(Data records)
--
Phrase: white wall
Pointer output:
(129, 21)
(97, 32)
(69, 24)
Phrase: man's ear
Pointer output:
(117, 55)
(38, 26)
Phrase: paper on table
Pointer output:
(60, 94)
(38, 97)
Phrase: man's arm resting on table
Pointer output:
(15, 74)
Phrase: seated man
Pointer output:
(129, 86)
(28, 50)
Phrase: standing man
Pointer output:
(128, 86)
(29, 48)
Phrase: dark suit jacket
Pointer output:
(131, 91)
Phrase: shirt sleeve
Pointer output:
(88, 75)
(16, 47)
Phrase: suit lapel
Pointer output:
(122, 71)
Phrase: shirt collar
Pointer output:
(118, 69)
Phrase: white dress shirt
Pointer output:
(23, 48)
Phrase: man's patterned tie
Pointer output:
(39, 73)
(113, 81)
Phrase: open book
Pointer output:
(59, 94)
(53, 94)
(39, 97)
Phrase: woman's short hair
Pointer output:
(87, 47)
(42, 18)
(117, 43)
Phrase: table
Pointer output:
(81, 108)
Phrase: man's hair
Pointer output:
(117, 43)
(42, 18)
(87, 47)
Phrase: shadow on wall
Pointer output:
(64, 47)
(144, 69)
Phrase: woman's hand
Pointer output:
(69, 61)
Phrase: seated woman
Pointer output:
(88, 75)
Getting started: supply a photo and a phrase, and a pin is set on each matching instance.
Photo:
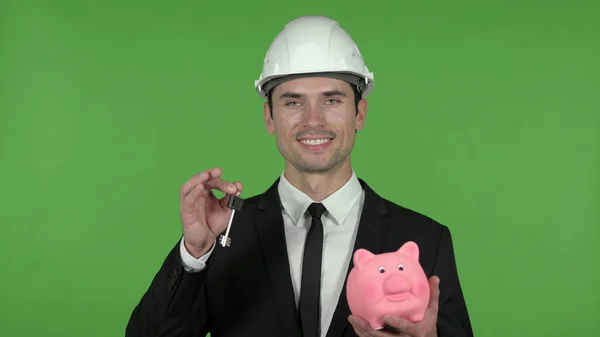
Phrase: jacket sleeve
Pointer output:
(173, 305)
(453, 317)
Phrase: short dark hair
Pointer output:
(357, 98)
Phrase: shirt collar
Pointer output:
(338, 205)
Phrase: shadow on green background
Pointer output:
(484, 116)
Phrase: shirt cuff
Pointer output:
(190, 263)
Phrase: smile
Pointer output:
(315, 141)
(396, 298)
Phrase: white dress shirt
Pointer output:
(340, 224)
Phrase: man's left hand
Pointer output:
(403, 327)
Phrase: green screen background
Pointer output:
(484, 117)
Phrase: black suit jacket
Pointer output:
(246, 289)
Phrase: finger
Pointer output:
(190, 199)
(359, 324)
(222, 185)
(362, 327)
(400, 325)
(199, 178)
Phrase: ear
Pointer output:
(362, 257)
(269, 124)
(410, 249)
(361, 114)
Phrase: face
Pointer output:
(314, 121)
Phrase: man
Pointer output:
(285, 271)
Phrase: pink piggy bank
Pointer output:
(388, 284)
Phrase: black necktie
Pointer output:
(310, 289)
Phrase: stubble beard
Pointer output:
(294, 157)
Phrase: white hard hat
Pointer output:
(313, 46)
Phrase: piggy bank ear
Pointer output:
(362, 257)
(410, 249)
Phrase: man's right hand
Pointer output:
(205, 217)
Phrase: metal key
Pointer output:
(235, 203)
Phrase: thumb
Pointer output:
(434, 298)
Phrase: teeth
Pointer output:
(314, 141)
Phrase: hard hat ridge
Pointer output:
(313, 46)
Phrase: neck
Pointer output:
(319, 186)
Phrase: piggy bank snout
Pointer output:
(395, 284)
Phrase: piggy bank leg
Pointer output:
(376, 323)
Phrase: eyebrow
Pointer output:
(328, 93)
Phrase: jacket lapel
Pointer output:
(269, 225)
(372, 230)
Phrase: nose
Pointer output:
(395, 284)
(313, 116)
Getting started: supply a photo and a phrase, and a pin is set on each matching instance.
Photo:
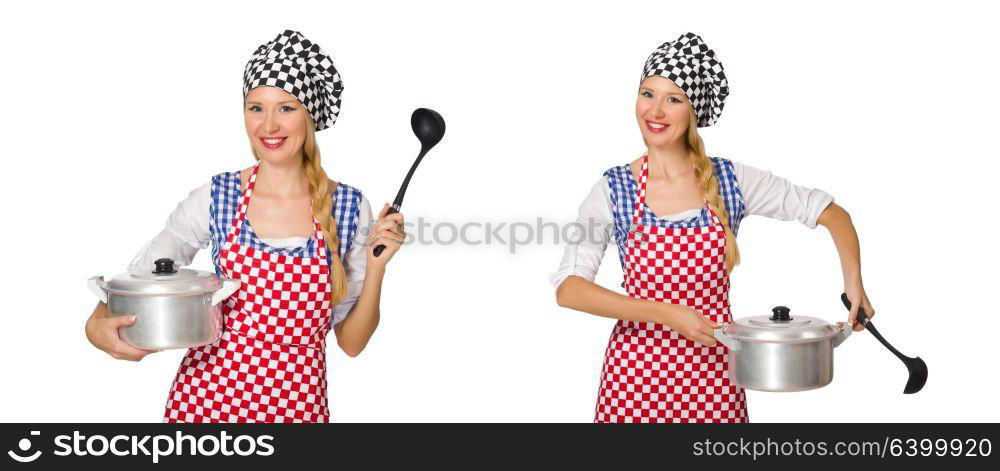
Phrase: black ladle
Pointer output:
(916, 366)
(428, 125)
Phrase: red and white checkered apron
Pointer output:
(270, 363)
(651, 373)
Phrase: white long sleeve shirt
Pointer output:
(187, 231)
(764, 194)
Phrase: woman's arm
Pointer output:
(185, 232)
(845, 238)
(586, 296)
(354, 332)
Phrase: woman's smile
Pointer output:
(657, 127)
(273, 142)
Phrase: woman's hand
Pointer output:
(691, 324)
(102, 332)
(855, 291)
(387, 231)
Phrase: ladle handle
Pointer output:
(863, 319)
(381, 247)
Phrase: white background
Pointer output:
(112, 114)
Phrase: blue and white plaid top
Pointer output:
(226, 196)
(625, 190)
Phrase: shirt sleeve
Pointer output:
(589, 237)
(355, 262)
(185, 232)
(766, 194)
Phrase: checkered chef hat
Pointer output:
(298, 66)
(689, 63)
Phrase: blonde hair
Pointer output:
(709, 186)
(322, 204)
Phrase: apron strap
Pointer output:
(241, 215)
(640, 200)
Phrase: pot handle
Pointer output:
(96, 285)
(726, 340)
(228, 288)
(845, 331)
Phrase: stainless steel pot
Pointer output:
(173, 308)
(780, 352)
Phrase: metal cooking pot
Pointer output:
(781, 353)
(173, 308)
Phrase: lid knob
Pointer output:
(164, 266)
(780, 314)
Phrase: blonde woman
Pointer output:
(674, 214)
(281, 219)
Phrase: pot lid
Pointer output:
(781, 327)
(165, 280)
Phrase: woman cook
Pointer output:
(674, 214)
(291, 236)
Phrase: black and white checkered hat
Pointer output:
(298, 66)
(689, 63)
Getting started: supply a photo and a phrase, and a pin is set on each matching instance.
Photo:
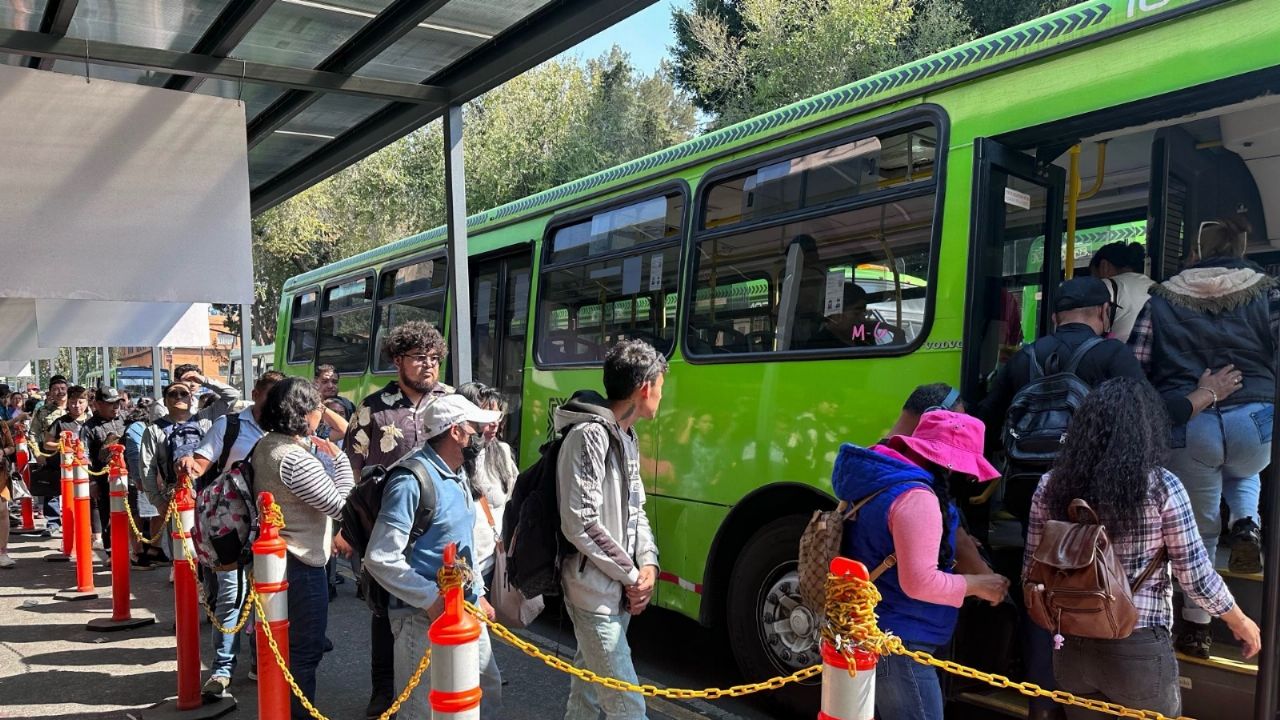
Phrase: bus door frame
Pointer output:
(499, 261)
(993, 164)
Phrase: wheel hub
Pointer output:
(790, 628)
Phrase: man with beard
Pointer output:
(388, 425)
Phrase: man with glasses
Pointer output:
(388, 425)
(452, 429)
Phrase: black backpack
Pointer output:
(1041, 411)
(531, 528)
(361, 509)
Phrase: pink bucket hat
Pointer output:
(950, 440)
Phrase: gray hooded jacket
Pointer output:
(602, 506)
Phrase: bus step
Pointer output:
(1223, 680)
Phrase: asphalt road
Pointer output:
(51, 666)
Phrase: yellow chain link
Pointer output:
(649, 691)
(297, 692)
(850, 625)
(138, 533)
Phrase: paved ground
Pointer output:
(51, 666)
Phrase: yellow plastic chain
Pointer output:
(297, 692)
(649, 691)
(851, 624)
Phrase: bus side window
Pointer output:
(302, 327)
(346, 324)
(611, 277)
(410, 292)
(853, 276)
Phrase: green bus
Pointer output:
(942, 190)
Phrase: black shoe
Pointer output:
(1246, 547)
(1194, 639)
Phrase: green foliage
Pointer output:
(552, 124)
(741, 58)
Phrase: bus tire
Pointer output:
(767, 633)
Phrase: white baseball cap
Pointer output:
(446, 411)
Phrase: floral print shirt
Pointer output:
(387, 427)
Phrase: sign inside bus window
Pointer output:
(1144, 5)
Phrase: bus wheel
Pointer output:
(771, 632)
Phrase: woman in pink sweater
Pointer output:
(906, 529)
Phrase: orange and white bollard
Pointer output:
(272, 586)
(186, 619)
(848, 695)
(85, 559)
(67, 505)
(455, 656)
(122, 618)
(22, 464)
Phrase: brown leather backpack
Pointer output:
(1077, 586)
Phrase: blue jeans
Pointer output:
(228, 600)
(1217, 455)
(904, 688)
(602, 648)
(309, 619)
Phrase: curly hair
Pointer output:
(1115, 442)
(629, 365)
(287, 406)
(414, 336)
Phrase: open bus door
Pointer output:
(499, 295)
(1015, 259)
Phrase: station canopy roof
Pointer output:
(324, 82)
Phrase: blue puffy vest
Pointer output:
(859, 473)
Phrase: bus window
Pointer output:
(302, 327)
(410, 292)
(344, 326)
(602, 277)
(840, 282)
(824, 177)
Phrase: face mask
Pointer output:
(472, 449)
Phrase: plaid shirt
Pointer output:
(1168, 522)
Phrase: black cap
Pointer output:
(1080, 292)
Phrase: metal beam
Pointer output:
(55, 22)
(543, 36)
(369, 41)
(26, 42)
(223, 35)
(456, 224)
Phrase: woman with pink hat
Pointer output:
(905, 527)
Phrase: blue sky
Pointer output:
(644, 36)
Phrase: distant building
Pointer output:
(213, 360)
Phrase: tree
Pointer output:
(741, 58)
(552, 124)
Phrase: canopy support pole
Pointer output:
(247, 370)
(155, 373)
(456, 222)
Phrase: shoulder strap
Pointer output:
(426, 495)
(229, 436)
(1156, 563)
(1080, 352)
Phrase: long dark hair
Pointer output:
(1116, 440)
(287, 406)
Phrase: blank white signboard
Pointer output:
(115, 191)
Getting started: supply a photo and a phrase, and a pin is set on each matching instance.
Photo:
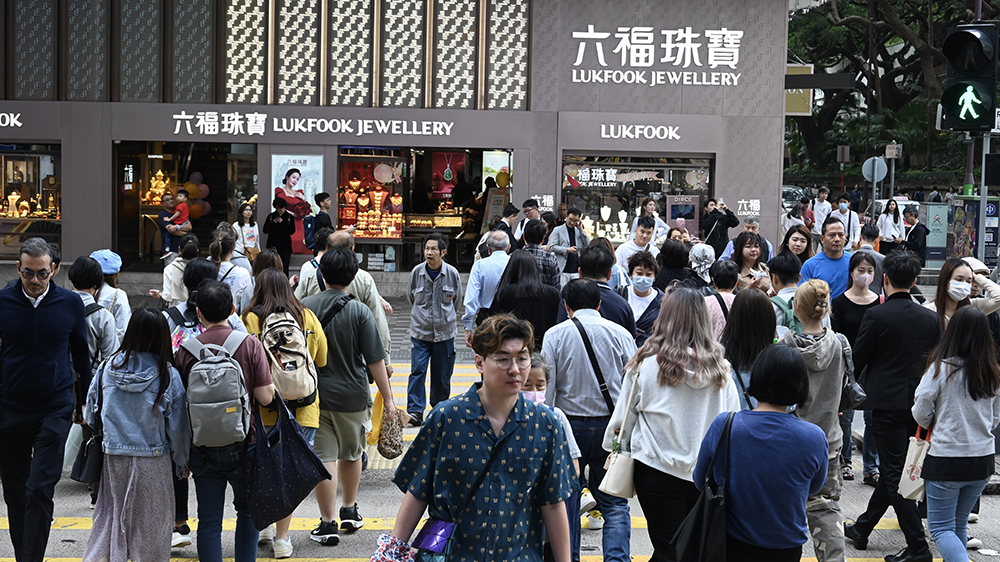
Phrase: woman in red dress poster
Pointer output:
(297, 205)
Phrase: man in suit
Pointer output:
(890, 375)
(566, 242)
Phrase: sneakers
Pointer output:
(267, 535)
(350, 519)
(587, 501)
(181, 537)
(282, 548)
(595, 521)
(326, 533)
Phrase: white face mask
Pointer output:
(959, 290)
(538, 397)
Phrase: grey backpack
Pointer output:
(218, 402)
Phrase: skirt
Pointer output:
(134, 514)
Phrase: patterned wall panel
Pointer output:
(298, 52)
(456, 35)
(507, 81)
(141, 37)
(350, 52)
(193, 51)
(246, 51)
(403, 28)
(86, 50)
(34, 50)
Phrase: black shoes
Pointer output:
(852, 534)
(906, 555)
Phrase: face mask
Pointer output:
(959, 290)
(538, 397)
(863, 279)
(642, 283)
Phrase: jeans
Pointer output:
(31, 464)
(441, 356)
(617, 532)
(948, 508)
(213, 468)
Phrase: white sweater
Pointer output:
(666, 424)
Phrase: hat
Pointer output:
(110, 262)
--
In the records above, find the line containing "Phrase: finger" and output every line from the first through that one, exactly, omitting pictures.

Phrase: white wall
Pointer output:
(129, 21)
(97, 32)
(69, 24)
Phrase: man's ear
Pointer output:
(117, 55)
(38, 26)
Phrase: paper on table
Pointer output:
(60, 94)
(38, 97)
Phrase: man's arm resting on table
Pointer output:
(15, 74)
Phrase: seated man
Pointer output:
(129, 86)
(28, 50)
Phrase: standing man
Pointer output:
(128, 86)
(29, 48)
Phrase: dark suit jacket
Pointer output:
(131, 91)
Phrase: shirt sleeve
Pointer output:
(88, 75)
(16, 47)
Phrase: suit lapel
Pointer output:
(122, 71)
Phrase: shirt collar
Pointer output:
(118, 69)
Phrase: white dress shirt
Pointer output:
(23, 48)
Phrase: man's patterned tie
Pointer output:
(39, 73)
(113, 81)
Phrase: open book
Pointer output:
(59, 94)
(53, 94)
(39, 97)
Phrase: woman's short hair
Pointer output:
(87, 47)
(42, 18)
(117, 43)
Phrase: table
Pointer output:
(81, 108)
Phrase: man's hair
Pointer output:
(117, 43)
(42, 18)
(87, 47)
Phrase: shadow on wall
Pointer output:
(64, 47)
(144, 69)
Phrase: woman's hand
Pointer output:
(69, 61)
Phrase: seated woman
Pointer output:
(88, 75)
Getting started: supply a photo and a phrase, and a pin is set on each matching instance.
Photo:
Phrase: jacket sleeve
Pointer output:
(173, 305)
(453, 317)
Phrase: short dark hair
Pointer output:
(357, 98)
Phrase: shirt collar
Pointer output:
(338, 205)
Phrase: shadow on green background
Pointer output:
(484, 116)
Phrase: shirt cuff
Pointer output:
(190, 263)
Phrase: smile
Pointer output:
(315, 141)
(396, 298)
Phrase: white dress shirt
Pointer output:
(340, 224)
Phrase: man's left hand
Pointer output:
(403, 327)
Phrase: green screen background
Pointer output:
(484, 117)
Phrase: black suit jacket
Pointer output:
(246, 289)
Phrase: finger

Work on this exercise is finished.